## [How to complete this task]
Only lines containing "concrete" are wanted from the data below. Copy those lines.

## [Saved entries]
=== Begin Enclosure ===

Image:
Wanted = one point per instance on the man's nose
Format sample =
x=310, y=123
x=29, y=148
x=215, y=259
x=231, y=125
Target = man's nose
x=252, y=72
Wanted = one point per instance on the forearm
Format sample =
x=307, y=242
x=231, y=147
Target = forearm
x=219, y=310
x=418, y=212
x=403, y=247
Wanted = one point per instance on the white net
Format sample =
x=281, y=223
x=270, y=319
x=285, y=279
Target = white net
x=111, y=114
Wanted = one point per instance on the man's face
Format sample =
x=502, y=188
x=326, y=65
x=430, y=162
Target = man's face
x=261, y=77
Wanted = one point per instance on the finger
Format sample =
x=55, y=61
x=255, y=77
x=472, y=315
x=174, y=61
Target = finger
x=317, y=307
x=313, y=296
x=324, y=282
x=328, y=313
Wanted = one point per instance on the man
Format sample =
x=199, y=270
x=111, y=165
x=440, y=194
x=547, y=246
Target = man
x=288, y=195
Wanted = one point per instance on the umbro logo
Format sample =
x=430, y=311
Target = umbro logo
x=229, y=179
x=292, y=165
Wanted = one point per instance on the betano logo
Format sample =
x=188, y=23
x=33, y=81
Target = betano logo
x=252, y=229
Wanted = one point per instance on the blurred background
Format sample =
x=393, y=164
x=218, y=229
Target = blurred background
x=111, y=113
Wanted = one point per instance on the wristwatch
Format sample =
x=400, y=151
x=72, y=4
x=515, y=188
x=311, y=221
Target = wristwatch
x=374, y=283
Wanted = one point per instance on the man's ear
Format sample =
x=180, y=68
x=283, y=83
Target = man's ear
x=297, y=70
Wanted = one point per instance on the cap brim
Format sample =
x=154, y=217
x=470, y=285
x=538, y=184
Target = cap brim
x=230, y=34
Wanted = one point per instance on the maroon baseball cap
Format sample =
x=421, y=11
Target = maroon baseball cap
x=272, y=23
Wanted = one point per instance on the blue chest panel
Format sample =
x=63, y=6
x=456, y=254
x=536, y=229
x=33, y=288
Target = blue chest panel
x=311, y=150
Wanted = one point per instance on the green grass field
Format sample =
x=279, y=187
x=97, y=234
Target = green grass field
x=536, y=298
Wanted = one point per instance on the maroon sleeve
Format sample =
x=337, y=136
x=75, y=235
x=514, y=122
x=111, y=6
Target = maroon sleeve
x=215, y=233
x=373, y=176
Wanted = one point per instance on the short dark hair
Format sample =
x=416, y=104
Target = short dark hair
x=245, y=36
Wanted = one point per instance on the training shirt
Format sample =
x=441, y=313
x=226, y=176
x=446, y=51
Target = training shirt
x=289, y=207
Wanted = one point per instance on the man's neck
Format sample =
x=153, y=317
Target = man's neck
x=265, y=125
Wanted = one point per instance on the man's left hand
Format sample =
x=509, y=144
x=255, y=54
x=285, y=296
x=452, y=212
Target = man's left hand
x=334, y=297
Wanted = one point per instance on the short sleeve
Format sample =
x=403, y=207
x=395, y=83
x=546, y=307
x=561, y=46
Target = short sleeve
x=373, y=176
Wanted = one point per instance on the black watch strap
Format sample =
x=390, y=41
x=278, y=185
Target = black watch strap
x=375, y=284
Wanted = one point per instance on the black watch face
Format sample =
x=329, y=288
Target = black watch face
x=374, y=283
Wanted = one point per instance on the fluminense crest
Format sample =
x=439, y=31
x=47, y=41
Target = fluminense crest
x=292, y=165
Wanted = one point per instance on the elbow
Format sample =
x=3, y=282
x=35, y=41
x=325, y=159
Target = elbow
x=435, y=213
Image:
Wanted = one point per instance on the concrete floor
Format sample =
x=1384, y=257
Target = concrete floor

=== End Enclosure ===

## [Completed exercise]
Wanted = one point per instance on the concrete floor
Target = concrete floor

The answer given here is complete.